* [Given data]
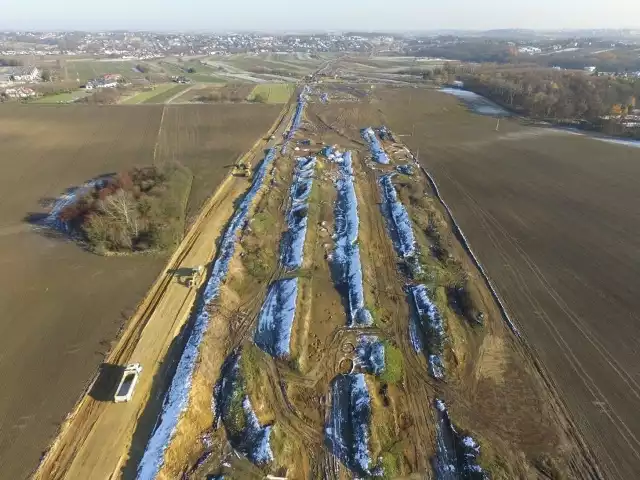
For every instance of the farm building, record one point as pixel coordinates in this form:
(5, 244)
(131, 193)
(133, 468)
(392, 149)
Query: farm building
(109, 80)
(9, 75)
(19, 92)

==

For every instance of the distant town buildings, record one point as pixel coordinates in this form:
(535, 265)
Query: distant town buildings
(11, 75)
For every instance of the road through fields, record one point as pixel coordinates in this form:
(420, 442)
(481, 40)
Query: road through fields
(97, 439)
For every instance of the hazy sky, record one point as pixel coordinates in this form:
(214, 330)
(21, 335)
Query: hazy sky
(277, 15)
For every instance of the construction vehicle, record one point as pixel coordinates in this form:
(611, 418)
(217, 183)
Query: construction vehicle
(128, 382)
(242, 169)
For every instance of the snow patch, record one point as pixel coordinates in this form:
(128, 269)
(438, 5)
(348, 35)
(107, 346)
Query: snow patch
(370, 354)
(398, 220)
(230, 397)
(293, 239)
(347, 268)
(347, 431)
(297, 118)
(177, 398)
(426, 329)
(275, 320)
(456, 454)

---

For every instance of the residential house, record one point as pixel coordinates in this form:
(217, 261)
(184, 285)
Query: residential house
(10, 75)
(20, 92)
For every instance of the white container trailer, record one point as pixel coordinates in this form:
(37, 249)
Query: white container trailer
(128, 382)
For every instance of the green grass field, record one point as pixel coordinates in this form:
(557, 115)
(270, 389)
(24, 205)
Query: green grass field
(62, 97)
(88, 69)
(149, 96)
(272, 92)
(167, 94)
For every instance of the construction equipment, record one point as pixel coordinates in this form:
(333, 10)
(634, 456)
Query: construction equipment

* [Exercise brief] Rewrite the lines from the one with "For every instance of the white" up to and including the one with "Query: construction equipment", swapping "container trailer" for "cargo trailer" and changing nothing else.

* [Response to the exercise]
For every instance of the white cargo trailer, record one point as pixel coordinates in this form:
(37, 249)
Query: white cargo trailer
(128, 382)
For every instance of the green grass field, record one point as pixel coordinates in this form:
(557, 115)
(270, 389)
(24, 205)
Query: green grass field
(62, 97)
(88, 69)
(149, 96)
(272, 92)
(167, 94)
For every instance of the construction equipment, record one point as pixel coordinates in this form:
(333, 10)
(634, 456)
Query: construction equipment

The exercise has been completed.